*** Supplied information

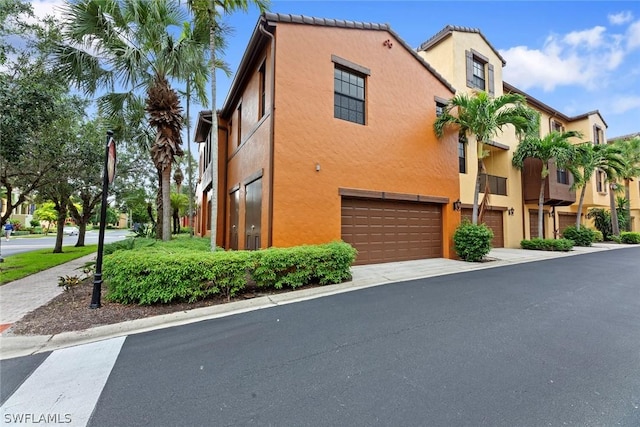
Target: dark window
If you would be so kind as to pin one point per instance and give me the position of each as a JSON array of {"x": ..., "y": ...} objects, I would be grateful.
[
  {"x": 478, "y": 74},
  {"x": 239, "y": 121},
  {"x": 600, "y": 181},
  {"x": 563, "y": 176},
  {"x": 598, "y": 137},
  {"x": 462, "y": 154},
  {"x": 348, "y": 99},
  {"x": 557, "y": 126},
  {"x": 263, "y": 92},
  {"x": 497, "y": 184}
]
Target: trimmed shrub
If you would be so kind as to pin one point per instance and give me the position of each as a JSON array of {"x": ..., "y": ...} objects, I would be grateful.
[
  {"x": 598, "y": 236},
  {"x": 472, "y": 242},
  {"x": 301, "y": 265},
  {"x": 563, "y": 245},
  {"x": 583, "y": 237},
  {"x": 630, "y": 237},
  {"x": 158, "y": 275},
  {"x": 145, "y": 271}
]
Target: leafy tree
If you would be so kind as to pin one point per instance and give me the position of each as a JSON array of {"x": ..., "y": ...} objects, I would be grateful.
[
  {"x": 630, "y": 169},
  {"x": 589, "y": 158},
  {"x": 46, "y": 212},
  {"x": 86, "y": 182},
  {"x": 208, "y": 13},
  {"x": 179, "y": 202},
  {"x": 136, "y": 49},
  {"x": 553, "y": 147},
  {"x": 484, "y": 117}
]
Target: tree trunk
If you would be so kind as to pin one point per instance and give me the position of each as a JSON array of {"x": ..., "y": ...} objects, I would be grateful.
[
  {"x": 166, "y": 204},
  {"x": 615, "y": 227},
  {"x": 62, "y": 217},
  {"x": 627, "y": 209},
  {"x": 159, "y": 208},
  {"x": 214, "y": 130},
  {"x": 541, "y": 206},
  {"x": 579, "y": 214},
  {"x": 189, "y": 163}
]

******
*** Supplied information

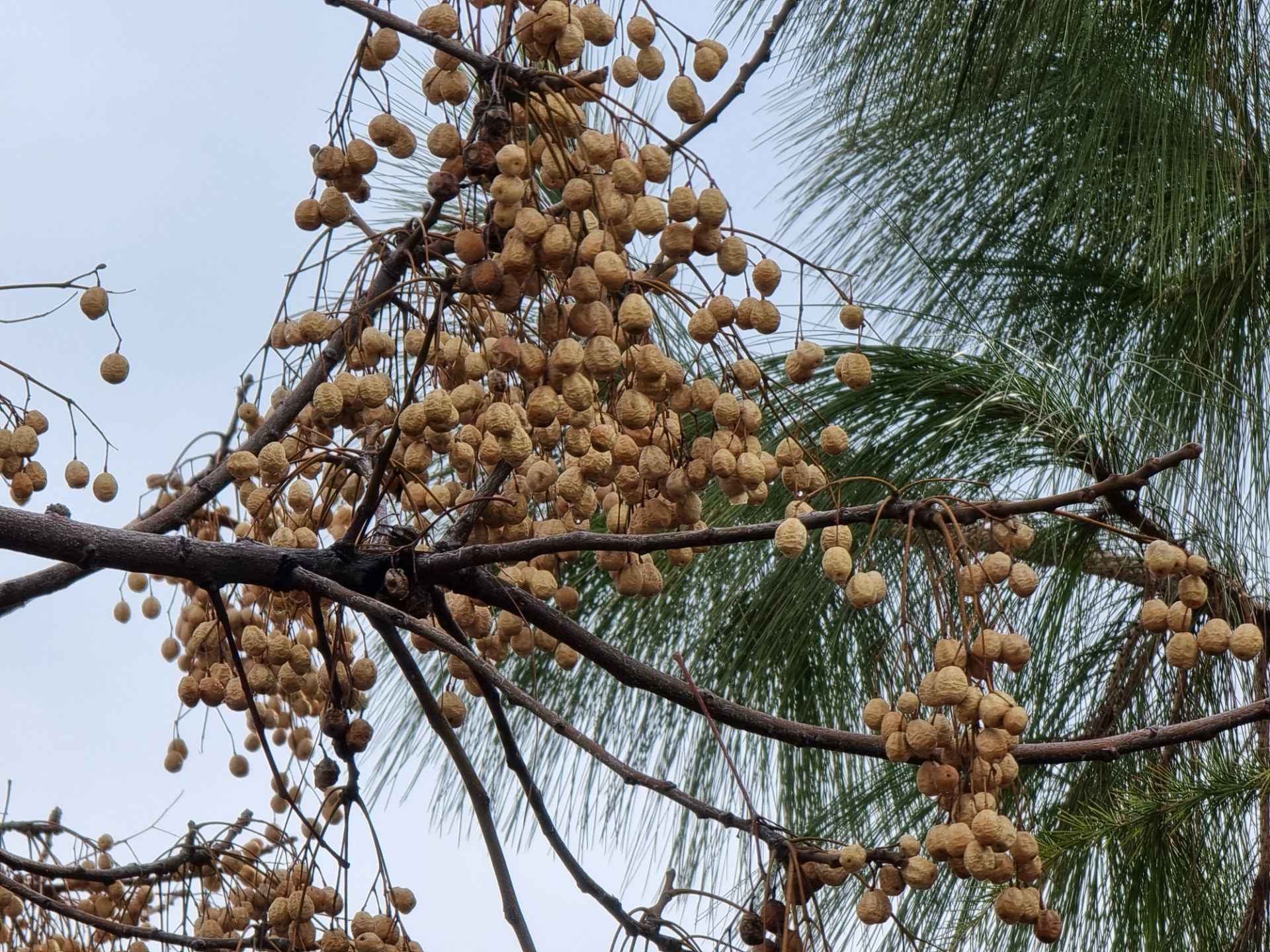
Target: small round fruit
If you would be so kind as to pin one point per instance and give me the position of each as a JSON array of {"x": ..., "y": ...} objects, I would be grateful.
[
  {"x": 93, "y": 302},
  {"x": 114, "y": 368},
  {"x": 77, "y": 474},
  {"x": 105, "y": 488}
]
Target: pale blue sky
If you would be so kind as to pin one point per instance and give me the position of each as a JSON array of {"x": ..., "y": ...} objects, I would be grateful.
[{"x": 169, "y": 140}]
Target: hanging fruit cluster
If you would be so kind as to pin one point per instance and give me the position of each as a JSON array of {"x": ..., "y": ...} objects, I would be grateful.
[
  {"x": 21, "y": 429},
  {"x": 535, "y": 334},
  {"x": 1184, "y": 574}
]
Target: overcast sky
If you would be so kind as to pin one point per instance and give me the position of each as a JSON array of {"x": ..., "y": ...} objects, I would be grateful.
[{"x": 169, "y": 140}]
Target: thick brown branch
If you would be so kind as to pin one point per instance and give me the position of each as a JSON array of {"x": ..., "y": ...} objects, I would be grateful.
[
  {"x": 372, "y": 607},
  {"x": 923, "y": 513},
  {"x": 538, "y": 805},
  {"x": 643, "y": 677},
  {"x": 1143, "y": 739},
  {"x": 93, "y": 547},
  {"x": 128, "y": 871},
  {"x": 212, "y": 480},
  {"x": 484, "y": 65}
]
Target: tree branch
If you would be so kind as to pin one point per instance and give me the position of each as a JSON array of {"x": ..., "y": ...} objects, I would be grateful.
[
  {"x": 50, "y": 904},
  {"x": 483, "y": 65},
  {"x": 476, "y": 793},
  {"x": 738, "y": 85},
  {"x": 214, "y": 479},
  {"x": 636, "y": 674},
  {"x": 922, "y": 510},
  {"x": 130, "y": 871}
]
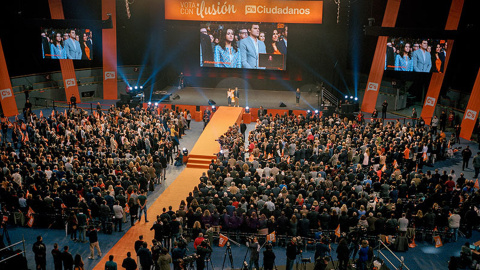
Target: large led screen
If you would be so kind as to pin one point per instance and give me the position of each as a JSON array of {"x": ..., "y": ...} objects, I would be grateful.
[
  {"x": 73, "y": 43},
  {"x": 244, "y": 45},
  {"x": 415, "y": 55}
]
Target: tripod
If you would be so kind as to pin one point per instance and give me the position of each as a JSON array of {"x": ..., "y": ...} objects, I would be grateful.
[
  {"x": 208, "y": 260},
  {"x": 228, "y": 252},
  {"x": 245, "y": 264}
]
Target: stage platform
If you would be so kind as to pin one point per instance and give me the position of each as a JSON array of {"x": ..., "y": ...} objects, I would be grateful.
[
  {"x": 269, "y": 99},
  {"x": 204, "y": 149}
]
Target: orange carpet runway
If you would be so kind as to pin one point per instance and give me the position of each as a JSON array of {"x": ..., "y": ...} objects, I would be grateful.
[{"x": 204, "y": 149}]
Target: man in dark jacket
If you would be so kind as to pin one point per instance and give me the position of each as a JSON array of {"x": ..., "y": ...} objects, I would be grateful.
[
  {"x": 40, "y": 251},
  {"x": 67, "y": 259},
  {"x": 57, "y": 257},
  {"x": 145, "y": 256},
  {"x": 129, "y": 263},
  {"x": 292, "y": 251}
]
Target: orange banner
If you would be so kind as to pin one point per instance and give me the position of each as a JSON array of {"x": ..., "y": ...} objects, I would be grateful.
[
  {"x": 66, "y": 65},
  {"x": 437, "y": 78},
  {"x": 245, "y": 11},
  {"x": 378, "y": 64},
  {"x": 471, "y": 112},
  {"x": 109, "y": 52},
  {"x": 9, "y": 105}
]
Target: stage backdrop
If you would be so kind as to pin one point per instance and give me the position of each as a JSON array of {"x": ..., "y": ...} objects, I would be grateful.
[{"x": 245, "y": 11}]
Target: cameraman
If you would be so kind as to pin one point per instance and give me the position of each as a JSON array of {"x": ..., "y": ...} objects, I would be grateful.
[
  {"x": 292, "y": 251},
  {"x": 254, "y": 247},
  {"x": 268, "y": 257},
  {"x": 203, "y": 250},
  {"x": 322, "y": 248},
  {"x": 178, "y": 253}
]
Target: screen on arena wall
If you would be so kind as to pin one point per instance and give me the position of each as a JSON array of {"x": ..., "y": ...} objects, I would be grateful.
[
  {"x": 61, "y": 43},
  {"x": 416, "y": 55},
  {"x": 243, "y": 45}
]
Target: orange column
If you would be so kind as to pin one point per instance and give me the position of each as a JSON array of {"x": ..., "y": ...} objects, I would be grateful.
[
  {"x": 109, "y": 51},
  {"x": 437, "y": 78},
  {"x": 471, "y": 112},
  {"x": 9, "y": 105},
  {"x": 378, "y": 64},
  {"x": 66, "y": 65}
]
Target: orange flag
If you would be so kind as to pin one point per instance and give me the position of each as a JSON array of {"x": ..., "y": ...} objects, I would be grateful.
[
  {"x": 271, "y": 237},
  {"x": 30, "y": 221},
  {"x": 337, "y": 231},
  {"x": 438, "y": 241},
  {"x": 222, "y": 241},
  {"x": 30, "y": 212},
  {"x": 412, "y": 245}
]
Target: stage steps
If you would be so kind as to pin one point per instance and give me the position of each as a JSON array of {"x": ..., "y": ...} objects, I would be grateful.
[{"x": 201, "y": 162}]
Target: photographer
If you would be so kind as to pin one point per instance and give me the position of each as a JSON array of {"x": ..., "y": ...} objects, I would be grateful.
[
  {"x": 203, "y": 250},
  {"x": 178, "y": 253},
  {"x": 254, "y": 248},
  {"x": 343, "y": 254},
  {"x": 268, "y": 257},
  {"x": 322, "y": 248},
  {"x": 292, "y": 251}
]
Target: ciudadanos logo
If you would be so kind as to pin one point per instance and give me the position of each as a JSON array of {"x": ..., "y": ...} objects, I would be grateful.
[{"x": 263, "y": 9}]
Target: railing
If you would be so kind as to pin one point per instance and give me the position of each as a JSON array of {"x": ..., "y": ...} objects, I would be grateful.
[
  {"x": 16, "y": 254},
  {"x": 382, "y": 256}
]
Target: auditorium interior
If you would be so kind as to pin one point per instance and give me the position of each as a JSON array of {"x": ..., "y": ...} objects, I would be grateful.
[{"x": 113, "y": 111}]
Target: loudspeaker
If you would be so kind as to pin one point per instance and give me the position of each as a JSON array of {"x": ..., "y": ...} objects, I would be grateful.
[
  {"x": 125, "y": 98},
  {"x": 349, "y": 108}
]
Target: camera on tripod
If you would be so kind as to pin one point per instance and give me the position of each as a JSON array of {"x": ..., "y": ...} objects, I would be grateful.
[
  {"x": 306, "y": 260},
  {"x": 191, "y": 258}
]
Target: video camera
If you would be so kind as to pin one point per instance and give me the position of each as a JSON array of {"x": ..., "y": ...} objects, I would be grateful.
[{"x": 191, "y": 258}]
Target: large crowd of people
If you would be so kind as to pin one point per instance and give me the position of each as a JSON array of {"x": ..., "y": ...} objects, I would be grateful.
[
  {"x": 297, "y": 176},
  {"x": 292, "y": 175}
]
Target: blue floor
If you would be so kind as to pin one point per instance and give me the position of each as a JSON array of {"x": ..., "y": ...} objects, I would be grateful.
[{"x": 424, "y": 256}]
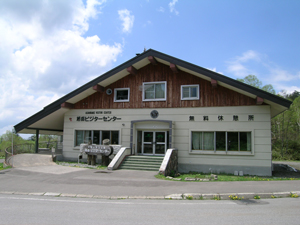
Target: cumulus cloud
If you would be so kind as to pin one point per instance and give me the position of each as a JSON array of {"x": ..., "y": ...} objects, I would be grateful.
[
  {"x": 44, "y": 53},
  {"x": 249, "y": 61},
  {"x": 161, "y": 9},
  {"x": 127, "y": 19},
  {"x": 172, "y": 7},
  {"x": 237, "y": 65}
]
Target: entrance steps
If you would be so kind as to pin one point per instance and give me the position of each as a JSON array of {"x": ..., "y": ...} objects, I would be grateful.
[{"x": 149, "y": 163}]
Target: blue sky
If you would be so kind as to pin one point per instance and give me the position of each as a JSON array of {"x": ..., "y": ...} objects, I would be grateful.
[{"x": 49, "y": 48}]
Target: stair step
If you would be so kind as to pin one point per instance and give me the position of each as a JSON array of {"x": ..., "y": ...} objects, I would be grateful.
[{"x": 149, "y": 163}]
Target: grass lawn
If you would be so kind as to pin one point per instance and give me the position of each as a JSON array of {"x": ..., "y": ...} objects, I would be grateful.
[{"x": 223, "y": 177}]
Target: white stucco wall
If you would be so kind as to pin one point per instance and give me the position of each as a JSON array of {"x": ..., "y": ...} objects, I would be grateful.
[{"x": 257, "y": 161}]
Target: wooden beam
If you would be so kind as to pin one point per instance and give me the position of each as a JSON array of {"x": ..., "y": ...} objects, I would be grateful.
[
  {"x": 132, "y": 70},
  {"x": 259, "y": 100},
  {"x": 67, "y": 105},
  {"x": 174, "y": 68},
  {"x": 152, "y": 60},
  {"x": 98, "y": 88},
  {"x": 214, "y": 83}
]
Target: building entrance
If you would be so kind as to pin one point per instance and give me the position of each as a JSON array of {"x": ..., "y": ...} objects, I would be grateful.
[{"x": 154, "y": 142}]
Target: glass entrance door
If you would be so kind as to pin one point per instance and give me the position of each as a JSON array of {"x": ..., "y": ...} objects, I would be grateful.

******

- _Task directions_
Filter the listing above down to the lines that contain the word "wall".

- _Output for this exercise_
Target: screen on arena wall
Target: white stucco wall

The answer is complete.